## Written task
State how many lines of the data below contain the word "wall". Give only the number.

## Material for this task
* * * * * * * * *
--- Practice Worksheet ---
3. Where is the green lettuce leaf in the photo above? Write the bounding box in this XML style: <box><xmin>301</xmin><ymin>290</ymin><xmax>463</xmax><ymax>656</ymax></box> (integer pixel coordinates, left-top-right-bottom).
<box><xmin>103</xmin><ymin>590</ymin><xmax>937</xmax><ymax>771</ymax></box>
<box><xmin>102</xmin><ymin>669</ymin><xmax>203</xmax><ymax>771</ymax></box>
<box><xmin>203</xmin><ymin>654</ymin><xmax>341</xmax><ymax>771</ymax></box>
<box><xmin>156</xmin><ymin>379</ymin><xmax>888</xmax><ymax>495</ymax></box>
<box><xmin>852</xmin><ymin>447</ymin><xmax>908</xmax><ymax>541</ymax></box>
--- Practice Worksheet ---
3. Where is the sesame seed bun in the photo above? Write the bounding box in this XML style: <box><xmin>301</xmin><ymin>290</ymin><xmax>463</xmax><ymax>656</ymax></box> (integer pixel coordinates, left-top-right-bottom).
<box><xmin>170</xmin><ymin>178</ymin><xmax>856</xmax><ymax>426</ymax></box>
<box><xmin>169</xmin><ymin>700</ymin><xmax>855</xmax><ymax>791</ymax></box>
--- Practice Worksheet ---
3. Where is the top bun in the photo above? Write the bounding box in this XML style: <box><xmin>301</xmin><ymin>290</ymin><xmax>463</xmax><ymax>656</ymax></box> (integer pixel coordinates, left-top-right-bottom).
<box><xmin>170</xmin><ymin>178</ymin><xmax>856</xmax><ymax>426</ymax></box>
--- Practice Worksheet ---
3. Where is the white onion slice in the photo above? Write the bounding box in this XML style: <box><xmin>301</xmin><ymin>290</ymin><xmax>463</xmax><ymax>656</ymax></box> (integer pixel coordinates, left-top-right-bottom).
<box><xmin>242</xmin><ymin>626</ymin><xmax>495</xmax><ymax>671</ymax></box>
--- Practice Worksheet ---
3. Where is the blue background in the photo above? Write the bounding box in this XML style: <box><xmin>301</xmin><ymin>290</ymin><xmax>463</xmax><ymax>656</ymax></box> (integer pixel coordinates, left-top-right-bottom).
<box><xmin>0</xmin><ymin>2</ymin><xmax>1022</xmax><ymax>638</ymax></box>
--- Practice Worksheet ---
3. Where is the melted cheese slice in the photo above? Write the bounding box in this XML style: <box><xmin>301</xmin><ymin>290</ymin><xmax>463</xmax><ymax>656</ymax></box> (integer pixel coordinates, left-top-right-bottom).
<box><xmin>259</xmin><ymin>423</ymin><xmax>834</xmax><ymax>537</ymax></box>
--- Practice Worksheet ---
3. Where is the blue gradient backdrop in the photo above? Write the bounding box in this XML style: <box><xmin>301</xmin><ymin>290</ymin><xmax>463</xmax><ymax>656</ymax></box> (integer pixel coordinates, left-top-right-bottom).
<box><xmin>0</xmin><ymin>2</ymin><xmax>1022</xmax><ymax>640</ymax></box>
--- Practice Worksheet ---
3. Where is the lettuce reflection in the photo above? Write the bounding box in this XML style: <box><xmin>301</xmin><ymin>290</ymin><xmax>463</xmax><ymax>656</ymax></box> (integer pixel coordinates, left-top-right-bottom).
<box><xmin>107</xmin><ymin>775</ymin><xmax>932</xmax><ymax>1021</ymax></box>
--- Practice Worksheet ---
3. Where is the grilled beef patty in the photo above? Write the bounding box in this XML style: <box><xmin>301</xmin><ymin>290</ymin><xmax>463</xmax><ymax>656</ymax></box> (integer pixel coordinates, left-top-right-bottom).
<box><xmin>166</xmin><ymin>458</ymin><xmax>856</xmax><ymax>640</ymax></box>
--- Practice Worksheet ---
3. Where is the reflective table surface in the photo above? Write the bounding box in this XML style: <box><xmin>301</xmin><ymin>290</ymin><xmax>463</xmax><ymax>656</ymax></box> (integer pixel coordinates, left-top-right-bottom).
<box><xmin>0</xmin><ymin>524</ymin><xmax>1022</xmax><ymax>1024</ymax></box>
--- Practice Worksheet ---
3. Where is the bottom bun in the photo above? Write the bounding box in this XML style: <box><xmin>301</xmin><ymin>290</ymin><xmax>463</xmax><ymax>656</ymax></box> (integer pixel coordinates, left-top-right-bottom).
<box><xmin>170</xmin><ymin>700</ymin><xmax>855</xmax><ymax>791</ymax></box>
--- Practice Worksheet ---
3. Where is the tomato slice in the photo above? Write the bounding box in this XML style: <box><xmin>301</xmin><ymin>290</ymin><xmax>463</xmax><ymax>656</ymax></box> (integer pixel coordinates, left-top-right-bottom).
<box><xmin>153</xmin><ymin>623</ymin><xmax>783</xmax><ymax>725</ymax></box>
* * * * * * * * *
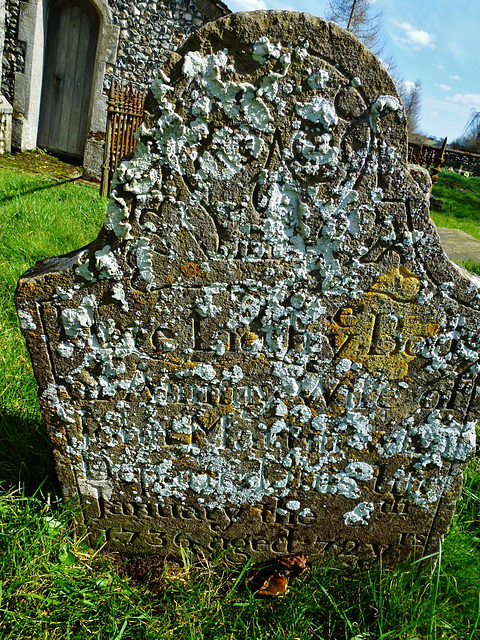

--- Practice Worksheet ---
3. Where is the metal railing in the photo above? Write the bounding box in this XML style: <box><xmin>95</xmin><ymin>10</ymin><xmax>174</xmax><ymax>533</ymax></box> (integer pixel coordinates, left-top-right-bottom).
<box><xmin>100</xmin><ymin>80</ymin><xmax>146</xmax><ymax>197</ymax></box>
* * * * * * * * *
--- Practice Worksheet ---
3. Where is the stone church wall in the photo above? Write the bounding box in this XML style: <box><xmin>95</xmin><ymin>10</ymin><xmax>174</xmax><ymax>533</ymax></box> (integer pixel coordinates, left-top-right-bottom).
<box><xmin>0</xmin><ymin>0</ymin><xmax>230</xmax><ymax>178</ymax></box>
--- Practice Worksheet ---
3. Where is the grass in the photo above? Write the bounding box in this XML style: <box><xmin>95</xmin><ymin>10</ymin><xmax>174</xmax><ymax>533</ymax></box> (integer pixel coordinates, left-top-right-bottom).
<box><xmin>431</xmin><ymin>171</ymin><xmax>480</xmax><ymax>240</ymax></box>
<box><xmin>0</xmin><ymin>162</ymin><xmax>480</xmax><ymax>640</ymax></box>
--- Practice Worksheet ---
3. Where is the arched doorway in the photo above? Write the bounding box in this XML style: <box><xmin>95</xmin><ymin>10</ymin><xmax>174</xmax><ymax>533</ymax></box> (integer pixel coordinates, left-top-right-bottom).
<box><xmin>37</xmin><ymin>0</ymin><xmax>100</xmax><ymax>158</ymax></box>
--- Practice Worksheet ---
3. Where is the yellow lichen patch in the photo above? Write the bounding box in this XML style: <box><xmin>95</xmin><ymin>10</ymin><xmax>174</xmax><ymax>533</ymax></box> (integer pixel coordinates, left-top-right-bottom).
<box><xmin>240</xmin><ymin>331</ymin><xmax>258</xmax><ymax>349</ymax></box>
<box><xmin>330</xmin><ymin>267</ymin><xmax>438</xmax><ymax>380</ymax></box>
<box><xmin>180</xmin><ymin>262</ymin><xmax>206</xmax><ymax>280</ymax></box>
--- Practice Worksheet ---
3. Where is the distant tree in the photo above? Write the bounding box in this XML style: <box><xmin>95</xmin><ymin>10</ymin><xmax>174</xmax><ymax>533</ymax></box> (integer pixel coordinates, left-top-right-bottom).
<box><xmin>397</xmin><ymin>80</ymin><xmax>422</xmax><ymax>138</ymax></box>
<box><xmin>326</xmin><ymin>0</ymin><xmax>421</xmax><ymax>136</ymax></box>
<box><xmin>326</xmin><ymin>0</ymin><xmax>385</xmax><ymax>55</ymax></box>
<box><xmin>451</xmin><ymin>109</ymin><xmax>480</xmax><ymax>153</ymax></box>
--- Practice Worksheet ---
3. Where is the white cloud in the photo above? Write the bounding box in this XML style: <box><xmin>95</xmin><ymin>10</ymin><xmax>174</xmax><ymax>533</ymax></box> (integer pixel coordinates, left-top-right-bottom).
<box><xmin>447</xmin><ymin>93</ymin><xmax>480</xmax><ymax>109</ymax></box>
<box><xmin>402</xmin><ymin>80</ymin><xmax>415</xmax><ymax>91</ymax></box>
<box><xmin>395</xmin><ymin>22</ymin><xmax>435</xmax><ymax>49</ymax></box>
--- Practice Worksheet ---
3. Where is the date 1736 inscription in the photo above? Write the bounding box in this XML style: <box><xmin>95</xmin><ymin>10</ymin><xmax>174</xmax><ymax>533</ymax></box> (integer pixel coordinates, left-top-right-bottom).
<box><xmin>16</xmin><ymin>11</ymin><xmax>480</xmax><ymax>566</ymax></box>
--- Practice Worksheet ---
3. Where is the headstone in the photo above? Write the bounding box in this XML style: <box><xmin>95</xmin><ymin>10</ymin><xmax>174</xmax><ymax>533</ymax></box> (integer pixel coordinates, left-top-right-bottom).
* * * * * * * * *
## The answer
1